Reproduce the items below without any change, from the line that contains "Task: point out the young" to the line that contains "point(221, 7)", including both of those lines.

+++ Exercise input

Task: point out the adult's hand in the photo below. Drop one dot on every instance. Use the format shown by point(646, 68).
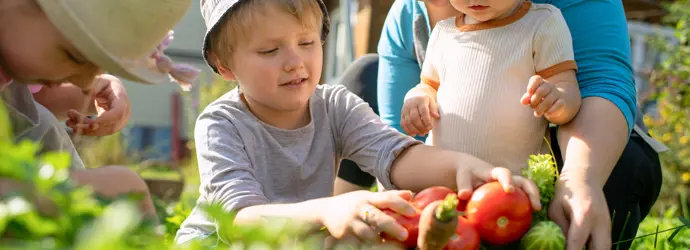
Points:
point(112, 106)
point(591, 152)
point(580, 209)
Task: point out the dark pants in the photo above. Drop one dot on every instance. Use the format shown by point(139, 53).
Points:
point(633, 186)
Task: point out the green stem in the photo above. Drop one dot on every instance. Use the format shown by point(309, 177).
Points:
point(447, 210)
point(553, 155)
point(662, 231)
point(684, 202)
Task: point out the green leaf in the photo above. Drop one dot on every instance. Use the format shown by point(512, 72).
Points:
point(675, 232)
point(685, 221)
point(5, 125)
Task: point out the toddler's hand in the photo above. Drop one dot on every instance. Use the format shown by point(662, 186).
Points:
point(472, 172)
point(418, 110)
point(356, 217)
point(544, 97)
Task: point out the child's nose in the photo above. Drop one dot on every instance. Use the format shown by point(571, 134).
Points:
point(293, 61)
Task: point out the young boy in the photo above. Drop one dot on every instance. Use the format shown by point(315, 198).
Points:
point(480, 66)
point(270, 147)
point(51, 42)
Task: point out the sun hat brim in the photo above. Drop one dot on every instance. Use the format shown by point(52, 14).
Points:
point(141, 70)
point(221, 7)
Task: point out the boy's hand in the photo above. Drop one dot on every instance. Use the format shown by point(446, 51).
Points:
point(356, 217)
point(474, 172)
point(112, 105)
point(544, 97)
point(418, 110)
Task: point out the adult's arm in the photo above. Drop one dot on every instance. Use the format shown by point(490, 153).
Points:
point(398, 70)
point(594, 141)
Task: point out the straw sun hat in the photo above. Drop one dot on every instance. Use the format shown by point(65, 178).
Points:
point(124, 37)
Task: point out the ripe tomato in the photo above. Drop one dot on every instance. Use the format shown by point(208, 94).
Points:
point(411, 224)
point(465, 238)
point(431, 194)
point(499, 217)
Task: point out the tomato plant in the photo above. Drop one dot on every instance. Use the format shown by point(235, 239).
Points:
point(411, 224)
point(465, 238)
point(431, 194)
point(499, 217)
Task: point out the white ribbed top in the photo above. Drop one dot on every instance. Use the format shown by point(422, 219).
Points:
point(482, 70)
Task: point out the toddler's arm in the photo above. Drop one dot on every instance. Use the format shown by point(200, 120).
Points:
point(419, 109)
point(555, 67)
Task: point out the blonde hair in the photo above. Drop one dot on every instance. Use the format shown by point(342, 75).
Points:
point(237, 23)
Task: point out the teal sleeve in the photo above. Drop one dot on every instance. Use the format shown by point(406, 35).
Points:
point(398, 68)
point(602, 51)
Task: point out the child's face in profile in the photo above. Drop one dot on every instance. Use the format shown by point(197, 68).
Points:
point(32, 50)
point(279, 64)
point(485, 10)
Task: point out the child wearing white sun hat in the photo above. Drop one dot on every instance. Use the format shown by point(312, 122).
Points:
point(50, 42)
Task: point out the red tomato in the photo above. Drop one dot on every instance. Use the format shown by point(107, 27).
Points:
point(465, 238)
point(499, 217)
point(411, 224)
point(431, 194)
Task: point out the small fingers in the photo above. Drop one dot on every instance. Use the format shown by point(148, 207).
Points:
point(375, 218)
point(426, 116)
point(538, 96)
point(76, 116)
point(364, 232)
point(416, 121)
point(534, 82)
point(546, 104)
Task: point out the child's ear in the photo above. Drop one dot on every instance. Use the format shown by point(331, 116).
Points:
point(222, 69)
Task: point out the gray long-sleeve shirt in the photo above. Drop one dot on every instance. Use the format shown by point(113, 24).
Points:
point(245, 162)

++++++
+++ Exercise input

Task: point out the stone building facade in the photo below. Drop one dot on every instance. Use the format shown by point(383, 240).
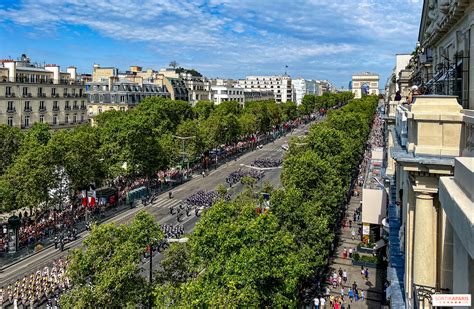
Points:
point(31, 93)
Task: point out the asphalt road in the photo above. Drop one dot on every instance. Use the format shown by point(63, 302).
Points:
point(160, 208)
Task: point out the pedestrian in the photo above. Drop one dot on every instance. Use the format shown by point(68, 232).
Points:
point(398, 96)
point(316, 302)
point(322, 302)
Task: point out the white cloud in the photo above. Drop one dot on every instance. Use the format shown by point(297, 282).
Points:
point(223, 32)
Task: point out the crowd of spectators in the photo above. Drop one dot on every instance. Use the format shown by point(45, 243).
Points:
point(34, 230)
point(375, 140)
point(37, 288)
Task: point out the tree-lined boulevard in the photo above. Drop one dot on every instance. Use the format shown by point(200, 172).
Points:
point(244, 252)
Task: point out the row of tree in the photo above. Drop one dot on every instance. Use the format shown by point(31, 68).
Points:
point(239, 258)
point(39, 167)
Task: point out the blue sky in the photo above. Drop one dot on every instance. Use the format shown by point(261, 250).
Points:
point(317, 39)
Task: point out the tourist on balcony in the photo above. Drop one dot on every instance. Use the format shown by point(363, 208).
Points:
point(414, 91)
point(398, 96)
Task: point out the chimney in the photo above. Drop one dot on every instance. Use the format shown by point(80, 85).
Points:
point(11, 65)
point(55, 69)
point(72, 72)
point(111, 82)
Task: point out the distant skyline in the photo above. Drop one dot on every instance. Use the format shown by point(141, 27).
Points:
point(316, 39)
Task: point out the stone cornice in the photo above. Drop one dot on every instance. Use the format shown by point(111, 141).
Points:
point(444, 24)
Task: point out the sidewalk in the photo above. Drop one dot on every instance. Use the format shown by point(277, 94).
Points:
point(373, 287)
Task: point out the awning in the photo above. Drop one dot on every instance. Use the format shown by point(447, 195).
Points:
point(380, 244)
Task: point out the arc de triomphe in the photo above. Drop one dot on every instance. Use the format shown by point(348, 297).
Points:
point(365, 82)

++++++
+++ Exercise input

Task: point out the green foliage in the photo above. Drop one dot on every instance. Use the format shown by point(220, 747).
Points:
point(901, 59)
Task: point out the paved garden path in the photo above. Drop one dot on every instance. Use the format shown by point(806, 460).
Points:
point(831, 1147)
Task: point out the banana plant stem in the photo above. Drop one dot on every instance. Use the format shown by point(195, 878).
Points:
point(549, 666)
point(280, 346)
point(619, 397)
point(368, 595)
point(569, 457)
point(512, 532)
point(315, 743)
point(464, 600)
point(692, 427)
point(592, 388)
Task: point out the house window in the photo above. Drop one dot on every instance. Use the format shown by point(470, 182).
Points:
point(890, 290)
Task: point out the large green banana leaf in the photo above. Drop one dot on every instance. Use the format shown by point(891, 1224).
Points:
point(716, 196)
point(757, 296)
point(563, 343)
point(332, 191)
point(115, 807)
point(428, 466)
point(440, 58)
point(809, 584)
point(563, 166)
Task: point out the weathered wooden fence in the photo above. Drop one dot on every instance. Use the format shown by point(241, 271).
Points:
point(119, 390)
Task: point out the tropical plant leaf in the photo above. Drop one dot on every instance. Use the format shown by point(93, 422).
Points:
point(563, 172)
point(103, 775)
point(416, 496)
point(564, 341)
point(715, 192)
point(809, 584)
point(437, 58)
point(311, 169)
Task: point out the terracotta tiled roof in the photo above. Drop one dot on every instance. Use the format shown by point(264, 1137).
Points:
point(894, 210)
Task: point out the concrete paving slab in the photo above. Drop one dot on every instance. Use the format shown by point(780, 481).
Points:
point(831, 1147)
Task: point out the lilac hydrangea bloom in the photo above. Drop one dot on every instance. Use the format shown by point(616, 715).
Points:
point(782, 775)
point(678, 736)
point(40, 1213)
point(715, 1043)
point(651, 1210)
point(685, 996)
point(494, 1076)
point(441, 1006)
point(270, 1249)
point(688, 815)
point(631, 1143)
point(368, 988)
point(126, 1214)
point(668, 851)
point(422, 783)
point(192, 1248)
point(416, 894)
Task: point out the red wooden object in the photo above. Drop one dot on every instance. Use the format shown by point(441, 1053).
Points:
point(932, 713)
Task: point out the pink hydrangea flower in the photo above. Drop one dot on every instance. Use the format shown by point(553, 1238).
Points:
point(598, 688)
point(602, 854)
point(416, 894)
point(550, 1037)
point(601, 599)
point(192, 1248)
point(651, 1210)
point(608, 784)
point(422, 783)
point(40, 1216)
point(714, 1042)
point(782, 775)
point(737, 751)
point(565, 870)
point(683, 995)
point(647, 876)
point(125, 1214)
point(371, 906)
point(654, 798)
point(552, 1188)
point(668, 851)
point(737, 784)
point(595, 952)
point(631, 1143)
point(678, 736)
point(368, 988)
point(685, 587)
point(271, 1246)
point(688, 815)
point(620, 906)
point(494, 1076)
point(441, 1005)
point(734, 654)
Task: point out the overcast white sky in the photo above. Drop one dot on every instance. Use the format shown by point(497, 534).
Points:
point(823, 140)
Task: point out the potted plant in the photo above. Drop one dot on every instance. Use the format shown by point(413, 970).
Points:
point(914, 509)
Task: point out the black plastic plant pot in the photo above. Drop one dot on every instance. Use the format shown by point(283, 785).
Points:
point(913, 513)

++++++

* _Result of the exercise_
Task: point out the young boy in the photo above. Drop one dot on every instance. Use the format shown by point(315, 198).
Points:
point(480, 66)
point(270, 147)
point(51, 42)
Task: point out the sun hat brim in the photo above. Drop one dot on every instance. Use the format shown by point(52, 14).
Points:
point(141, 70)
point(221, 7)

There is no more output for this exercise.